Written exercise:
Reproduce the material below word for word, starting at its first line and stopping after the line that contains "(319, 20), (537, 509)".

Data to process:

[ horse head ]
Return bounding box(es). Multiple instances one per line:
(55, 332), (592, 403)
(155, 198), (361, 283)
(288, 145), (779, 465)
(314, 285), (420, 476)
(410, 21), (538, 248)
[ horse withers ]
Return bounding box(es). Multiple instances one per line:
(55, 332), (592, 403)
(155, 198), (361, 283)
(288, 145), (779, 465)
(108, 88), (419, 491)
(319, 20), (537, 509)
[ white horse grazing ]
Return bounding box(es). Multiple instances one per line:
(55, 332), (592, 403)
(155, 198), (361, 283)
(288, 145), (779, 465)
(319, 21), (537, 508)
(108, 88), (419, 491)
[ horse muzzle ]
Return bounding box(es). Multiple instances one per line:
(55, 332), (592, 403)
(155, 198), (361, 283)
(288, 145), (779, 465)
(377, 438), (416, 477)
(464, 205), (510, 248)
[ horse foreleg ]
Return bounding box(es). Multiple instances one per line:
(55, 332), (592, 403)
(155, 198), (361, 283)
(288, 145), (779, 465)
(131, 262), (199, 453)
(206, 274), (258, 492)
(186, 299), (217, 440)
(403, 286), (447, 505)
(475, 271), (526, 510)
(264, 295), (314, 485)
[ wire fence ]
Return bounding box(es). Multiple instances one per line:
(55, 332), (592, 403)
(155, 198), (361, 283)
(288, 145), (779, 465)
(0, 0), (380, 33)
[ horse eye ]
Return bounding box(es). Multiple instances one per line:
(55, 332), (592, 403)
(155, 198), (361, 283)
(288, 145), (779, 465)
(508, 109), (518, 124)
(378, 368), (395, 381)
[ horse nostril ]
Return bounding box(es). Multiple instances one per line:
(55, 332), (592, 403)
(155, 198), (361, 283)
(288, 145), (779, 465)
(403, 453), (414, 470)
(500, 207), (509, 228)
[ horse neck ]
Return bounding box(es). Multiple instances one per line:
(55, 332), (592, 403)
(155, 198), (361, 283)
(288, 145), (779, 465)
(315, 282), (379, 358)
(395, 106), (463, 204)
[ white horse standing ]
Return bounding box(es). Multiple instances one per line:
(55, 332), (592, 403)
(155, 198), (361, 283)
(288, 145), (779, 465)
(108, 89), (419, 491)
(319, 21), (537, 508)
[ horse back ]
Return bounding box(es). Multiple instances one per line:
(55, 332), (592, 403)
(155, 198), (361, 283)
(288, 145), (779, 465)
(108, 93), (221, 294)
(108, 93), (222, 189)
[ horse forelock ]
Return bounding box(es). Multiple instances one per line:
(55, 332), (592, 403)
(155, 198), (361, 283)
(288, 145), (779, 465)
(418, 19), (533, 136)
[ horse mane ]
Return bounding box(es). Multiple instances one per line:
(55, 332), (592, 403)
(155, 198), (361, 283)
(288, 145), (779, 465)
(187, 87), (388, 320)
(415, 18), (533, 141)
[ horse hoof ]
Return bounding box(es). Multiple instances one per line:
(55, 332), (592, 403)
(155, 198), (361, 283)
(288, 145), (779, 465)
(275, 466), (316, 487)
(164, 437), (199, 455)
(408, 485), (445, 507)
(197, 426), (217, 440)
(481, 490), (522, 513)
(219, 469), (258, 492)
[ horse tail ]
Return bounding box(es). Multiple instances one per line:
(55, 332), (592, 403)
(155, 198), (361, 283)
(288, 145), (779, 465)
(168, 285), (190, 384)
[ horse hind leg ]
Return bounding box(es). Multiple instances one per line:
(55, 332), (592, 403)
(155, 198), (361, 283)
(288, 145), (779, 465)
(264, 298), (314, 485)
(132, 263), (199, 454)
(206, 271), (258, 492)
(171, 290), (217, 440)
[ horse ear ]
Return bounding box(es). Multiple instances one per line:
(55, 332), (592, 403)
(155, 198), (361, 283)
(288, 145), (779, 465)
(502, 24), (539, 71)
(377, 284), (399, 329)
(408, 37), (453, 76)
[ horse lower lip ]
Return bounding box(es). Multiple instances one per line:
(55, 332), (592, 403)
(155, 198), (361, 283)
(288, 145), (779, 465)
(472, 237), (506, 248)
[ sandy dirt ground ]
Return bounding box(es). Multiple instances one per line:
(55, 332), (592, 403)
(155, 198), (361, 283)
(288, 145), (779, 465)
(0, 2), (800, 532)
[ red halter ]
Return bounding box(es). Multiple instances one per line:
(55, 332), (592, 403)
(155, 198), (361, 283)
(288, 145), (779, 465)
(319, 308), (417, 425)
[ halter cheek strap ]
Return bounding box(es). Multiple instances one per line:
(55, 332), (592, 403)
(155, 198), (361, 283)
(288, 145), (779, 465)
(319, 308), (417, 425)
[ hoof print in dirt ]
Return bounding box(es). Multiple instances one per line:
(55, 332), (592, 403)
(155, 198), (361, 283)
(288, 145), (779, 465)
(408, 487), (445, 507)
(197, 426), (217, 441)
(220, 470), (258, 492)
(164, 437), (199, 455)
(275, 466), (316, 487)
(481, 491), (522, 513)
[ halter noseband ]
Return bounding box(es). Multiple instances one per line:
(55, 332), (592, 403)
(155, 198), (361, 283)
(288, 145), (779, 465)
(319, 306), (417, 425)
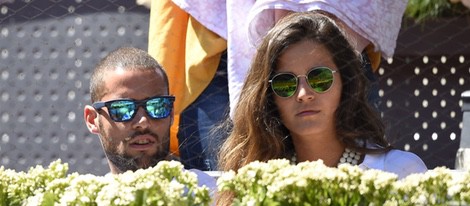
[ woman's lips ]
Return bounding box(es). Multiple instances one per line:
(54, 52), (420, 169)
(296, 110), (320, 117)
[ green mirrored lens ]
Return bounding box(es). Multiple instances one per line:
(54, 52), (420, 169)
(271, 74), (297, 97)
(146, 98), (172, 119)
(109, 100), (136, 121)
(307, 67), (333, 93)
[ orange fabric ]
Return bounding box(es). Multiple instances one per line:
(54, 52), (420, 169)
(366, 44), (382, 72)
(148, 0), (227, 155)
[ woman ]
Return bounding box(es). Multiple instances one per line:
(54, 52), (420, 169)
(219, 12), (427, 182)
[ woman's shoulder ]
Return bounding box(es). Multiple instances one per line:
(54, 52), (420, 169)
(361, 149), (428, 179)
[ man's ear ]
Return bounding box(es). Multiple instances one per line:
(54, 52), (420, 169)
(83, 105), (100, 134)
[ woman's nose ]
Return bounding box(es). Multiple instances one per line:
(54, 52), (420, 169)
(296, 76), (315, 102)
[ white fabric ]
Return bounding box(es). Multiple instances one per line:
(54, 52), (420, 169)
(248, 0), (408, 58)
(359, 150), (428, 179)
(173, 0), (227, 39)
(189, 169), (217, 198)
(227, 0), (263, 117)
(173, 0), (408, 116)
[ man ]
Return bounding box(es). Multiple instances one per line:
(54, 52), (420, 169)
(84, 47), (215, 189)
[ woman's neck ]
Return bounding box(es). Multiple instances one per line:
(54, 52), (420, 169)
(292, 136), (345, 167)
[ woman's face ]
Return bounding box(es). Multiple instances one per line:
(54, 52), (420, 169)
(274, 40), (342, 138)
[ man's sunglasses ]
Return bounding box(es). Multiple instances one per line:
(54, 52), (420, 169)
(269, 67), (336, 97)
(92, 96), (175, 122)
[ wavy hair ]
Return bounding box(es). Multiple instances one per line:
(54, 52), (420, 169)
(219, 12), (390, 196)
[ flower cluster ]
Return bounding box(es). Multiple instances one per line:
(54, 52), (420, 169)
(0, 160), (211, 206)
(218, 160), (470, 205)
(0, 159), (470, 206)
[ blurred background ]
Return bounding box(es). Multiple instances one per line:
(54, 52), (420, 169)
(0, 0), (470, 175)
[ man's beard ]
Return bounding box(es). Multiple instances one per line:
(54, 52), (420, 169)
(106, 152), (166, 172)
(100, 122), (170, 172)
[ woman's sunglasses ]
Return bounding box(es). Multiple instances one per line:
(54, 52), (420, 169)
(269, 67), (336, 97)
(92, 96), (175, 122)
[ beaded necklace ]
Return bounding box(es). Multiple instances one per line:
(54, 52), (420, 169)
(290, 148), (361, 165)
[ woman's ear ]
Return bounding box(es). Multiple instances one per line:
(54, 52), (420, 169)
(83, 105), (100, 134)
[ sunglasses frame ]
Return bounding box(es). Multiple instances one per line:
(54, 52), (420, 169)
(92, 95), (175, 122)
(268, 66), (337, 98)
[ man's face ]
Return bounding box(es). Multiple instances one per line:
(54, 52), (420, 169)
(95, 69), (173, 173)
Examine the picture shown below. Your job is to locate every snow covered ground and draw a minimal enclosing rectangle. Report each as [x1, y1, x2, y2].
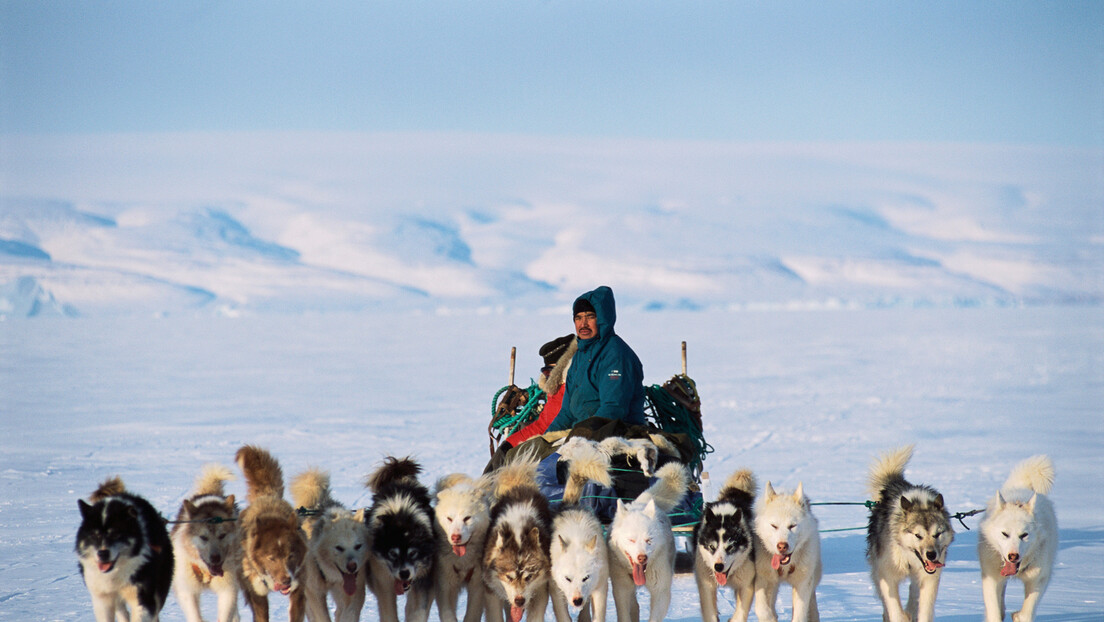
[0, 305, 1104, 622]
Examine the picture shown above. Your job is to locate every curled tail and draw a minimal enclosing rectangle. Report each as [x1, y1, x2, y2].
[495, 453, 539, 497]
[88, 475, 127, 503]
[234, 445, 284, 503]
[563, 444, 614, 506]
[634, 462, 690, 513]
[867, 445, 913, 502]
[288, 467, 333, 509]
[192, 463, 234, 497]
[720, 468, 758, 497]
[367, 456, 422, 493]
[1005, 454, 1054, 495]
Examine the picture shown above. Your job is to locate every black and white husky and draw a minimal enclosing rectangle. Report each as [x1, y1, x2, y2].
[482, 455, 552, 622]
[693, 468, 758, 622]
[76, 477, 173, 622]
[867, 445, 955, 622]
[368, 457, 437, 622]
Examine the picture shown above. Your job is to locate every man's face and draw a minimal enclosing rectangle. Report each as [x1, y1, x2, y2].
[575, 312, 598, 339]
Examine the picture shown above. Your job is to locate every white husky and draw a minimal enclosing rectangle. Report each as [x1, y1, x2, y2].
[290, 468, 369, 622]
[755, 482, 821, 622]
[550, 437, 613, 622]
[609, 462, 690, 622]
[552, 508, 609, 622]
[977, 455, 1058, 622]
[434, 473, 492, 622]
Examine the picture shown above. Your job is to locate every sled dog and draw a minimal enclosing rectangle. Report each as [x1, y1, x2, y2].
[754, 482, 821, 622]
[609, 462, 690, 622]
[368, 456, 437, 622]
[867, 445, 955, 622]
[482, 455, 552, 622]
[434, 473, 491, 622]
[551, 507, 609, 622]
[693, 470, 758, 622]
[172, 464, 242, 622]
[550, 437, 613, 622]
[290, 468, 368, 622]
[235, 445, 307, 622]
[75, 477, 172, 622]
[977, 455, 1058, 622]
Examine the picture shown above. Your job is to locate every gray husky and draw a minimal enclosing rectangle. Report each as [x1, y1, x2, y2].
[867, 445, 955, 622]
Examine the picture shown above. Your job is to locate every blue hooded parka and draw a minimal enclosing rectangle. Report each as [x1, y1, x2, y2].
[548, 285, 645, 432]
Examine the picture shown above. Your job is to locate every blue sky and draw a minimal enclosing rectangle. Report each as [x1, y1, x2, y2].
[0, 0, 1104, 147]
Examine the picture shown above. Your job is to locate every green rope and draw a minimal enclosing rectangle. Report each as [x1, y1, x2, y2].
[490, 380, 544, 436]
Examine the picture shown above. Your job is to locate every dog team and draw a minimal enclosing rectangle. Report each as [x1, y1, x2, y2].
[76, 440, 1058, 622]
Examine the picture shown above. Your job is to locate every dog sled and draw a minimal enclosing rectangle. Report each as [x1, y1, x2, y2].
[487, 341, 713, 550]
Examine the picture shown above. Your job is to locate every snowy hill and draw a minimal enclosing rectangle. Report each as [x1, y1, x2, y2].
[0, 134, 1104, 316]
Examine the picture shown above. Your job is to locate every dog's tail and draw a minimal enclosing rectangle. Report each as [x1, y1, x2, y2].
[234, 445, 284, 503]
[288, 467, 335, 509]
[1005, 454, 1054, 495]
[88, 475, 127, 504]
[720, 468, 758, 497]
[563, 443, 614, 506]
[867, 445, 913, 502]
[634, 462, 690, 513]
[365, 455, 422, 493]
[192, 462, 234, 497]
[433, 473, 475, 493]
[495, 452, 540, 497]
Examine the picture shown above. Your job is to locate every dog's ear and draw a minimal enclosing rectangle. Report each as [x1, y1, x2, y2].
[763, 479, 778, 500]
[526, 527, 541, 547]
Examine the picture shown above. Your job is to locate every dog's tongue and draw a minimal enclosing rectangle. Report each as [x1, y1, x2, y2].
[341, 572, 357, 595]
[633, 562, 647, 586]
[924, 561, 949, 573]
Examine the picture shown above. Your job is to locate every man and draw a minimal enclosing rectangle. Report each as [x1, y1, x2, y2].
[548, 285, 645, 432]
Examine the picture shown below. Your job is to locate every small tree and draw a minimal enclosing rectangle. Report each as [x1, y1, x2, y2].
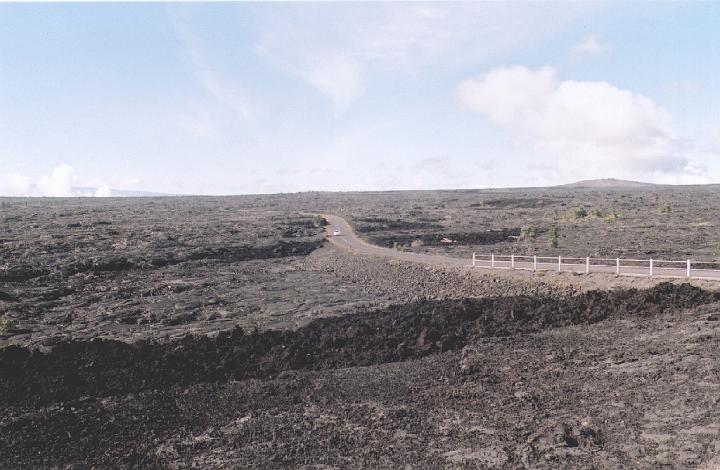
[313, 215, 327, 228]
[570, 207, 587, 219]
[548, 227, 559, 248]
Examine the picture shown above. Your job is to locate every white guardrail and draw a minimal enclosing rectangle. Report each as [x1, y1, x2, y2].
[472, 253, 720, 280]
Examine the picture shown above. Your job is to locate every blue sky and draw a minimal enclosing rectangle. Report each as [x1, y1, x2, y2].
[0, 2, 720, 196]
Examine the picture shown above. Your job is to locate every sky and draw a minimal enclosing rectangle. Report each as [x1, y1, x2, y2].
[0, 2, 720, 196]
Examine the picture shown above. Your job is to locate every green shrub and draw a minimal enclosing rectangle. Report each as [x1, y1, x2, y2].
[519, 225, 537, 241]
[0, 314, 17, 333]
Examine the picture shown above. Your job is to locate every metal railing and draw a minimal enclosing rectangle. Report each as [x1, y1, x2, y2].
[472, 253, 720, 280]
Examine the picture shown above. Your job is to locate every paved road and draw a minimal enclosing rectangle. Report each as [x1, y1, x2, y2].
[323, 214, 720, 280]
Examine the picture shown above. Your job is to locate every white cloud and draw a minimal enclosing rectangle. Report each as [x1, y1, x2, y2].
[37, 164, 77, 197]
[94, 185, 112, 197]
[457, 66, 694, 179]
[0, 173, 31, 196]
[0, 164, 112, 197]
[254, 2, 594, 111]
[572, 34, 607, 56]
[297, 56, 364, 110]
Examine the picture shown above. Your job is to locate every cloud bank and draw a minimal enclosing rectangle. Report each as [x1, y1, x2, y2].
[0, 164, 112, 197]
[457, 66, 694, 181]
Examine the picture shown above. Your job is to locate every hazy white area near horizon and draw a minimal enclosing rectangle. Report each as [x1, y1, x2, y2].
[0, 2, 720, 196]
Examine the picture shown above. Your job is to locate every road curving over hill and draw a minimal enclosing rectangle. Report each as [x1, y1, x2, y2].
[322, 214, 472, 267]
[322, 214, 720, 281]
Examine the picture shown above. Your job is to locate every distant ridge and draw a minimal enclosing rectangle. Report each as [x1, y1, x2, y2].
[554, 178, 658, 189]
[72, 186, 179, 197]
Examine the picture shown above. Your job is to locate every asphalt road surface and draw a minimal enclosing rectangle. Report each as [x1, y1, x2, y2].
[323, 214, 720, 280]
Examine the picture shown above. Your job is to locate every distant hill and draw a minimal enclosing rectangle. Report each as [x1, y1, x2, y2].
[72, 186, 178, 197]
[555, 178, 658, 189]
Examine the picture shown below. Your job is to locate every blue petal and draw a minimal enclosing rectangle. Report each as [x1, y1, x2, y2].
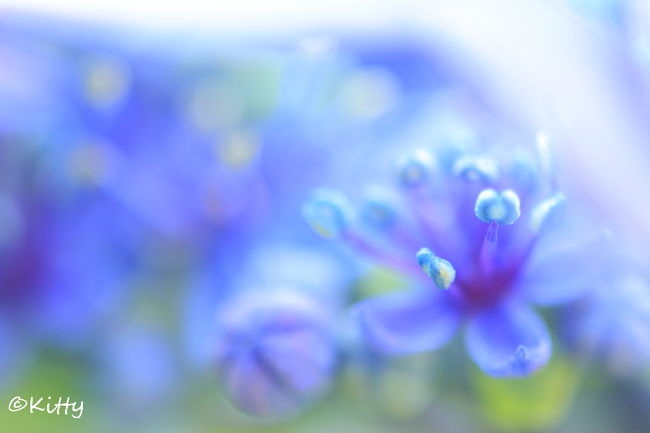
[356, 290, 459, 354]
[518, 223, 606, 305]
[465, 305, 551, 377]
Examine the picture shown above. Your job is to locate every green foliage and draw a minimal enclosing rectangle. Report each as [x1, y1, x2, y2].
[473, 355, 579, 432]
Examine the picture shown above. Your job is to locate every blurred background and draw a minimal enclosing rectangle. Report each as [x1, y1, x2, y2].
[0, 0, 650, 433]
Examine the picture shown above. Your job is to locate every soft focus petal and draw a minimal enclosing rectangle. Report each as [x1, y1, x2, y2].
[564, 275, 650, 375]
[217, 292, 337, 416]
[356, 289, 459, 354]
[465, 305, 551, 377]
[518, 211, 607, 305]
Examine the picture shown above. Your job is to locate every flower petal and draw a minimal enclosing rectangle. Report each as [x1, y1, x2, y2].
[356, 289, 459, 354]
[465, 304, 551, 377]
[518, 219, 606, 305]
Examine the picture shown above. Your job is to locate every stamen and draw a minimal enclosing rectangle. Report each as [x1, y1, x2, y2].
[415, 248, 456, 289]
[474, 188, 521, 225]
[452, 156, 499, 182]
[399, 149, 434, 188]
[479, 221, 499, 275]
[302, 188, 354, 239]
[360, 188, 397, 231]
[530, 193, 566, 232]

Result for this task:
[ horse head ]
Return bounding box(es). Multiple instances one per line:
(55, 332), (592, 403)
(155, 198), (361, 283)
(288, 145), (779, 465)
(314, 285), (420, 476)
(410, 21), (538, 248)
[ horse withers ]
Return bounding box(es). Multiple instances one per line:
(55, 332), (592, 403)
(155, 198), (361, 283)
(288, 145), (779, 465)
(108, 88), (419, 491)
(319, 20), (537, 509)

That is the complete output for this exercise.